#### Verilen görev
Aşağıdaki sayfa alıntısına göre Cewi, Kur'an'da Hazreti Musa'dan kaç defa bahsedildiğini söylüyor?

____ Sayfa alıntısı

Dr. Siraç Cewi: Kürd halkına hakları adil bir şekilde verilmeli
Suriye Kürdistanı alimlerinden Dr. Muhammed Siraç Cewi, "Kürdlere meşru haklarının tanınması, Kürd ve Türk halklarının İslami kardeşlik yoluyla kaynaşması, düşmana karşı aşılmaz bir engel oluşturacaktır." dedi.
Suriye Kürdistanı'ndan Dr. Muhammed Siraç Cewi, Alimler ve Medreseler Birliği (İTTİHADUL ULEMA) tarafından gerçekleştirilen "6'ncı Âlimler Buluşması"nda konuştu.
"Ümmetin Önemli Bir Azası Olan Kürd Halkının Haklarına Kavuşması İçin Yapılması Gerekenler " konulu bir konuşma yapan Cewi, "Konuşmamın başında bu programı düzenleyen Alimler ve Medreseler Birliğinin idaresine, özellikle de yetkilisi Suat Yaşasın'a, bize konuşma hakkı verdiği için teşekkürlerini sunarım. İslam ümmetinin farklı sorunlarına bakış açımızı ve Kürd halkının adil bir şekilde haklarını elde etmenin doğru yollarını açıklamak için bize fırsat verdiler." dedi.
"Biz Müslümanlar, Kur'an-ı Kerim hükümlerinin uygulanmasının tüm insan yapımı kanun ve kanunlar arasında en iyisi olduğuna inanıyoruz." diyen Cewi, "Allah, Kur'an-ı Kerim'de 'Ey insanlar! Şüphesiz sizi bir erkek ile bir dişiden yarattık, tanışasınız diye sizi kavim ve kabilelere ayırdık, Allah katında en değerli olanınız O’na itaatsizlikten en fazla sakınanınızdır. Allah her şeyi hakkıyla bilmektedir, her şeyden haberdardır." (Hucurat 13) buyurmaktadır. Kur'an'ın diğer ayetlerini okuyup üzerinde düşündüğümüzde, peygamberlerin ve elçilerin dünya ve ahirette kavimlerinin yararına geldiğini görürüz. Mesela Kur'an'da 136 defa Hazreti Musa'dan (aleyhisselam) bahsedilmektedir. Bu ayetlerde onun kıldığı namaz ve oruçtan değil, onun kavminin hakları için verdiği mücadeleden bahsedilmektedir. Diğer bütün peygamberler de 'Ey kavmim…' diyorlar. Peygamberlerin dönemi, son Peygamber (Sallallahu Aleyhi Vesellem)'den sonra kapanınca, onların varisleri alimlerin dönemi başladı. Onların birinci görevi de kavimlerini doğru yola iletmek; ikincisi, halklarını haksızlığa ve saldırganlığa maruz kaldıklarında savunmaktır." ifadelerini kullandı.

________
____ Sağlanan malzeme

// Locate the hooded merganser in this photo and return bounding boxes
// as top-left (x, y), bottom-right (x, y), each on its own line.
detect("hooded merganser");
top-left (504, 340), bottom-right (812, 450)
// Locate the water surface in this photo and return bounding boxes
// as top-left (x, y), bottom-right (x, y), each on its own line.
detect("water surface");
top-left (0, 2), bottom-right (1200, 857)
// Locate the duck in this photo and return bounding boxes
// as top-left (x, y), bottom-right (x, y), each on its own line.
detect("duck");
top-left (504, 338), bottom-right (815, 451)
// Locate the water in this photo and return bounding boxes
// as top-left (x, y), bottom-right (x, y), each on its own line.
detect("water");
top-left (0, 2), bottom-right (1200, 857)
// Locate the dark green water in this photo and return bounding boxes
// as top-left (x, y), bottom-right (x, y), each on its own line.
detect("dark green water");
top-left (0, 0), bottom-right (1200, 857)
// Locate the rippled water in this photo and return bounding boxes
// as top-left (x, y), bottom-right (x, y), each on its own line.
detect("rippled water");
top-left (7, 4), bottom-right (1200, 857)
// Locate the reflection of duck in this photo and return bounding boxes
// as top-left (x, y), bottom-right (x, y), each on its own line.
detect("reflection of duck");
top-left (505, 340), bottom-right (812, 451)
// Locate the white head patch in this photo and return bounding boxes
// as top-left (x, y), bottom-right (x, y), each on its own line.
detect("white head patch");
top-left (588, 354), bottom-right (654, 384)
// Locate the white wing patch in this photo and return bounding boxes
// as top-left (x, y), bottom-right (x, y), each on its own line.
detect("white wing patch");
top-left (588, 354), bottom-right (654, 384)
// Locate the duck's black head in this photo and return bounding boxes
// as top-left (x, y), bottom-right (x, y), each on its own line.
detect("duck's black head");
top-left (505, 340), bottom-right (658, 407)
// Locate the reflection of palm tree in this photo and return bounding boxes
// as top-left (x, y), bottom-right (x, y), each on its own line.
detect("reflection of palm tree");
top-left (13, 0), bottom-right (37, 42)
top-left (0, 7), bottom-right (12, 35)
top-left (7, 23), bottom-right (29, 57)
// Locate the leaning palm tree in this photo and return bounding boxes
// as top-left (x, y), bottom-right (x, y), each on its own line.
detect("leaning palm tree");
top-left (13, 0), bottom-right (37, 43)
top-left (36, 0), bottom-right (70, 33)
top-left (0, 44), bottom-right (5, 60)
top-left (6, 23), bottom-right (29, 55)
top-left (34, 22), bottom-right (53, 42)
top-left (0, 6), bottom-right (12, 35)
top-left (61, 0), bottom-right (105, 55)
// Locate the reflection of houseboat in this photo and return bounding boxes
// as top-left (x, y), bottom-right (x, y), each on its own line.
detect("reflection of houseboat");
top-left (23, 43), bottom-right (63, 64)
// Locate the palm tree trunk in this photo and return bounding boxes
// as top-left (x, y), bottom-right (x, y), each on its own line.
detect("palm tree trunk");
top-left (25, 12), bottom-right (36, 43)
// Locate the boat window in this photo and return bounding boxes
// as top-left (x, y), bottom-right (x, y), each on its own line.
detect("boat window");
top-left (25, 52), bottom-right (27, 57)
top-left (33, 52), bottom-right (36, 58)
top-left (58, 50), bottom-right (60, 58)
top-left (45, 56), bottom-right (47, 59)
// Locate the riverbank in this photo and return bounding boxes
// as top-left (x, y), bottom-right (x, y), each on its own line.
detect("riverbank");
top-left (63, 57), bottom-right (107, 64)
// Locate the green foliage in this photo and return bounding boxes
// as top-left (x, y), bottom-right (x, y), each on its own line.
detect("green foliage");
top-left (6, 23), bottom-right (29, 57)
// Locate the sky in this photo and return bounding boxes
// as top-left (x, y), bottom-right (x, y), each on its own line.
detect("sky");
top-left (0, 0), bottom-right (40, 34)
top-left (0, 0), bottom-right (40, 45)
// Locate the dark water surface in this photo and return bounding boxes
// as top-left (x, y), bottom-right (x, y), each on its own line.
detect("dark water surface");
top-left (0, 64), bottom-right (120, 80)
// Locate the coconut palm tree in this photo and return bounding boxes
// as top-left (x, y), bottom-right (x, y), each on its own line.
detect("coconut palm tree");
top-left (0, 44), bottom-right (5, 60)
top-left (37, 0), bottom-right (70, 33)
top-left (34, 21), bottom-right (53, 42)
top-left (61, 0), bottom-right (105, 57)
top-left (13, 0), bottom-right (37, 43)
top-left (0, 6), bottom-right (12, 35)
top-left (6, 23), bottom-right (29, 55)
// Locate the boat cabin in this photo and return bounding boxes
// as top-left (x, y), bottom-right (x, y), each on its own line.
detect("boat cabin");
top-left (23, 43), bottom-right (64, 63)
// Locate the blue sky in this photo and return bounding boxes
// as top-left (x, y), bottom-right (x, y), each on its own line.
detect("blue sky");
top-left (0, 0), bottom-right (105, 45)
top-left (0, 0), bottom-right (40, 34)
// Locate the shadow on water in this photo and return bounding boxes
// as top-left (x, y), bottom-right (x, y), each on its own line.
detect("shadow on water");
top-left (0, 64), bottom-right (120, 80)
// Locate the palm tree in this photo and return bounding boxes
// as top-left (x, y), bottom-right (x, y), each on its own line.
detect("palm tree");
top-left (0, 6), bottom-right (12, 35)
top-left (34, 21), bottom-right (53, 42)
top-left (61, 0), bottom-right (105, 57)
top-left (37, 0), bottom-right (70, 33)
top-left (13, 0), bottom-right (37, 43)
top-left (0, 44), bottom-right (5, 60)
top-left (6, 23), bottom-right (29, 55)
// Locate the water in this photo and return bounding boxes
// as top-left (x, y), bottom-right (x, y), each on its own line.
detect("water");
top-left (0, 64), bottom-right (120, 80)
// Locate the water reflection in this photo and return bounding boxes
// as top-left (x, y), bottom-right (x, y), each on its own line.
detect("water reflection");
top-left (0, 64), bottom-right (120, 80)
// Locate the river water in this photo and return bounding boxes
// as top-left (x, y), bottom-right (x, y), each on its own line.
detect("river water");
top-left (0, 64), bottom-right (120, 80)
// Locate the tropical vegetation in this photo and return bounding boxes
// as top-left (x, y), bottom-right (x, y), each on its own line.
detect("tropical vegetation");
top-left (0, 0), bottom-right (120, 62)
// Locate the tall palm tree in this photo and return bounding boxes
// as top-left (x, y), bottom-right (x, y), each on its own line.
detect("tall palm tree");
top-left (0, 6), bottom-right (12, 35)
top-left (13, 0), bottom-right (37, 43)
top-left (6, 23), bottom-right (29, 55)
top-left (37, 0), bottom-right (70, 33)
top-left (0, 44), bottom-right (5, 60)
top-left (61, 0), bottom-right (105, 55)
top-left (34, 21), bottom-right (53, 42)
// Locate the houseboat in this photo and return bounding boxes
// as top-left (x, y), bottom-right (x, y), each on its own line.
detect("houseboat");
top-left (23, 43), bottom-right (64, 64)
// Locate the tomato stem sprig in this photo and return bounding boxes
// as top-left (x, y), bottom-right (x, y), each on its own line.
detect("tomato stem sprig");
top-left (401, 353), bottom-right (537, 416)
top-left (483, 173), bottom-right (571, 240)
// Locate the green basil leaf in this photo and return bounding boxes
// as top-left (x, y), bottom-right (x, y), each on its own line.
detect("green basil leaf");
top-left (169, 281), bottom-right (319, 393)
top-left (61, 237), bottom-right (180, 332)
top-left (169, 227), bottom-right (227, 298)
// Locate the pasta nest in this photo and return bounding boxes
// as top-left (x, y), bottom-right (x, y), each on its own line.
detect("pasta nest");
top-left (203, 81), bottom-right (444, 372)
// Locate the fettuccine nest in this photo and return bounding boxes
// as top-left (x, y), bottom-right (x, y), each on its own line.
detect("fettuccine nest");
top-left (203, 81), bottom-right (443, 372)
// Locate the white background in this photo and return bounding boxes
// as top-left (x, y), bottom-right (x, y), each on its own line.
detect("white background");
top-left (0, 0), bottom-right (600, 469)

________
____ Sağlanan malzeme

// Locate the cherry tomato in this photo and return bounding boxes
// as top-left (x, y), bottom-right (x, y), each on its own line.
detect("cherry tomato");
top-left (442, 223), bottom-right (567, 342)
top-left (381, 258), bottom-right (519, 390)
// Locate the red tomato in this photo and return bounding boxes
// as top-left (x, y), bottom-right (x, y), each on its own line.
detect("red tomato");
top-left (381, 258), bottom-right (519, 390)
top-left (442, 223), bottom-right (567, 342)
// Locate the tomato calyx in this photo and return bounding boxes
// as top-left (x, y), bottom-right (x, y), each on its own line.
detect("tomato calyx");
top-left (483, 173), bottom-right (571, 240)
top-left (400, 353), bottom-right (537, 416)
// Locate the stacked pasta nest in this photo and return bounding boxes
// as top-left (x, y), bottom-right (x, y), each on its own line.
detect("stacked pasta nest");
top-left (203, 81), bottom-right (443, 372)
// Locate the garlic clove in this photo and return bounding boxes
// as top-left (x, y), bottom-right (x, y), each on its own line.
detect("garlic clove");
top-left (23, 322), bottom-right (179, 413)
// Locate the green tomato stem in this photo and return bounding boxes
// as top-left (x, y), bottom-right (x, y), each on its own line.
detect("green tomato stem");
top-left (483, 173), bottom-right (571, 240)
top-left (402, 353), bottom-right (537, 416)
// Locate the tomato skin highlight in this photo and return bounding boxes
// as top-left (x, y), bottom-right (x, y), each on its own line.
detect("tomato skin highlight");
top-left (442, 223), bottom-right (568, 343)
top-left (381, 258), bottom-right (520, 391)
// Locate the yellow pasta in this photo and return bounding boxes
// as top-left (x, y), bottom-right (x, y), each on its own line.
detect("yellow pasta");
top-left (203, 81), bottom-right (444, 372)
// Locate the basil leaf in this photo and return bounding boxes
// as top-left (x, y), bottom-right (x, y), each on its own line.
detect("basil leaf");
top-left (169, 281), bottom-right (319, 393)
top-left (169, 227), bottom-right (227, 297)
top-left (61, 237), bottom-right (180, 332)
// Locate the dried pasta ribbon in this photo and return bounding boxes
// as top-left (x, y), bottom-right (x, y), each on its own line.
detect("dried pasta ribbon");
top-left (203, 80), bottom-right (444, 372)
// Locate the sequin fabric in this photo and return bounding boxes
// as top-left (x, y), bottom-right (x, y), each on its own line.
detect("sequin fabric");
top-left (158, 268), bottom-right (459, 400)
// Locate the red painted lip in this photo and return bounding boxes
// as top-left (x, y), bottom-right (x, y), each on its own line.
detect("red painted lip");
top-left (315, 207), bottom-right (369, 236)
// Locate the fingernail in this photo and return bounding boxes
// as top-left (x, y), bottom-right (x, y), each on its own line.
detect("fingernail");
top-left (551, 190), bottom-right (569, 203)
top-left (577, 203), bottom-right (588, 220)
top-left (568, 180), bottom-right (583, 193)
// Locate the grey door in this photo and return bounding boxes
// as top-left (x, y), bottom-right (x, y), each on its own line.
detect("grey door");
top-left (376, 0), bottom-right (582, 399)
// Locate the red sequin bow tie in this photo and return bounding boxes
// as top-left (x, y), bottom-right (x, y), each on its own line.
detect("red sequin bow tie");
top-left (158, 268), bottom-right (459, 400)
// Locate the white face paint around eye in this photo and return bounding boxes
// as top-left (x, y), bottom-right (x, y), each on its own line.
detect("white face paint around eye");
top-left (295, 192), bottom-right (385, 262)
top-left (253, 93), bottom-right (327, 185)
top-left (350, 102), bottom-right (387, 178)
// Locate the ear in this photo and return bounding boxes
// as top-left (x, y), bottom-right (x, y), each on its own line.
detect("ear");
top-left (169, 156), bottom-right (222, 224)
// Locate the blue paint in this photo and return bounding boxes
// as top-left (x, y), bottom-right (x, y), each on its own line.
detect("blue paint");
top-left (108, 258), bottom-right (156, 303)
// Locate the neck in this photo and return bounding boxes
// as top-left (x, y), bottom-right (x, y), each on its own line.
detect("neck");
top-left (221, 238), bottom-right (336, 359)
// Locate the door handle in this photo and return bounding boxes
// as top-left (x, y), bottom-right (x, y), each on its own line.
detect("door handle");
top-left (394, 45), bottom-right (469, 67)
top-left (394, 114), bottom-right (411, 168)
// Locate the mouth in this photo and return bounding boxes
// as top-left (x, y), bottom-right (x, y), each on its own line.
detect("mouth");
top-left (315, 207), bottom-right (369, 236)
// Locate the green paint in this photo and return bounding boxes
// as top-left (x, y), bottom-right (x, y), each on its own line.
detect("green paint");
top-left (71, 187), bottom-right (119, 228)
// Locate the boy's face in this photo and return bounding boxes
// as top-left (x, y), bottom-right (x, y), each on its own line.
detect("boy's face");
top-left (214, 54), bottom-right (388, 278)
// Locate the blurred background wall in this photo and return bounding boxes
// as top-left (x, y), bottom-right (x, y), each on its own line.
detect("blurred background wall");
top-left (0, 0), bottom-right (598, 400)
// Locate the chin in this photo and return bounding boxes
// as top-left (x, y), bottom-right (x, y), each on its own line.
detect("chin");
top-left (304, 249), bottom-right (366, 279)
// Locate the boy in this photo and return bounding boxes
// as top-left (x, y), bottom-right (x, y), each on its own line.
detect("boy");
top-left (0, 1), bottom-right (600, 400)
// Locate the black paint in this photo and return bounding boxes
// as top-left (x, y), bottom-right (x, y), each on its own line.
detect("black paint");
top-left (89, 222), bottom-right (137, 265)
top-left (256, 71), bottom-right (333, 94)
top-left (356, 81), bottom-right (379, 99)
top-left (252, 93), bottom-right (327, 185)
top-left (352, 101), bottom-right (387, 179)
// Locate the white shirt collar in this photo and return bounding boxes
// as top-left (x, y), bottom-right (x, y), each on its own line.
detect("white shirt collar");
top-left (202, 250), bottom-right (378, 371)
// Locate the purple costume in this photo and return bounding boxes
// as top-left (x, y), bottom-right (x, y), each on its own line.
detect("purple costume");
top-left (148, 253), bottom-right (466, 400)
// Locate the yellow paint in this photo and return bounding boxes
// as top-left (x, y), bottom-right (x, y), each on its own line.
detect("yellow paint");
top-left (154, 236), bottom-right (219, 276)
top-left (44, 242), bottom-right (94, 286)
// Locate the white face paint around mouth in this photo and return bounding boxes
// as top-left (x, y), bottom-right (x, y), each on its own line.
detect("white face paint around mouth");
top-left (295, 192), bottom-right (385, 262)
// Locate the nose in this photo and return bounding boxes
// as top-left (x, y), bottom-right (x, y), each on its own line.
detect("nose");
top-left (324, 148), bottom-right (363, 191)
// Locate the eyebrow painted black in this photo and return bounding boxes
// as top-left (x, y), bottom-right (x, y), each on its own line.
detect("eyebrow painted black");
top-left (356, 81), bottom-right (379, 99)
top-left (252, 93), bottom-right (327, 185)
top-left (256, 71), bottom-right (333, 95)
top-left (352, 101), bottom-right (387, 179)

________

#### Görevin cevabı
Cewi, Kur'an'da Hazreti Musa'dan 136 defa bahsedildiğini söylüyor.